Problemas y tareas =>
a - Actualiza el texto sobre el Camino de Santiago desde "En mi experiencia" hasta "además practicas Inglés." y pon "compañía" en lugar de "pareja".
b - Escribe cómo sigue el texto sobre el Camino de Santiago a partir de su última frase.

Texto de partida =>
● ● ● ● ●
En mi experiencia particular, podría concluir que para mí el Camino de Santiago vivido ha sido una parábola del Reino de los Cielos, un como si dijéramos “en aquellos días, dijo Jesús a sus discípulos; el Reino de los Cielos es como el Camino de Santiago, donde el peregrino, etc. etc.”

Y aún más, el Camino vivido en pareja “es una parábola de la vida del matrimonio, que atraviesa las tres fases, romance (Navarra), desilusión y esfuerzo (Castilla) y júbilo, la subida al Monte del Gozo. O algo así.

En el fondo, que cada cual lo interprete como quiera, porque lo increíble del Camino es que supone una fuente inagotable de vivencias personales y en pareja; un extraordinario encuentro contigo mismo y con tu cónyuge, si tienes la suerte de experimentarlo en pareja; y con los demás, con personas de multitud de pueblos y naciones. Y además practicas Inglés.
● ● ● ● ●
Datos =>

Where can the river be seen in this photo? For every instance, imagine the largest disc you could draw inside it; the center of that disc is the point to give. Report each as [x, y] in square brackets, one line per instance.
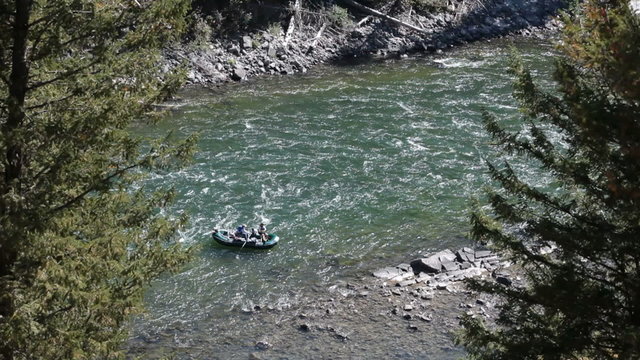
● ● ● ● ●
Soluciones =>
a -
En mi experiencia particular, podría concluir que para mí el Camino de Santiago vivido ha sido una parábola del Reino de los Cielos, un como si dijéramos “en aquellos días, dijo Jesús a sus discípulos; el Reino de los Cielos es como el Camino de Santiago, donde el peregrino, etc. etc.”

Y aún más, el Camino vivido en compañía “es una parábola de la vida del matrimonio, que atraviesa las tres fases, romance (Navarra), desilusión y esfuerzo (Castilla) y júbilo, la subida al Monte del Gozo. O algo así.

En el fondo, que cada cual lo interprete como quiera, porque lo increíble del Camino es que supone una fuente inagotable de vivencias personales y en compañía; un extraordinario encuentro contigo mismo y con tu cónyuge, si tienes la suerte de experimentarlo en compañía; y con los demás, con personas de multitud de pueblos y naciones. Y además practicas Inglés.

b -
Esta ha sido mi reflexión personal sobre el Camino. Una de las muchas que pueden brotar del alma de un peregrino.

Paloma tiene sus propias vivencias, unas comparables a las mías, otras particularmente suyas. Esta es la riqueza.

Y como decía McArthur, “volveremos, si Dios quiere, macuto al hombro a recorrer los caminos de (baldosas) flechas amarillas”. 


Nos gusta experimentar el camino de regreso a casa.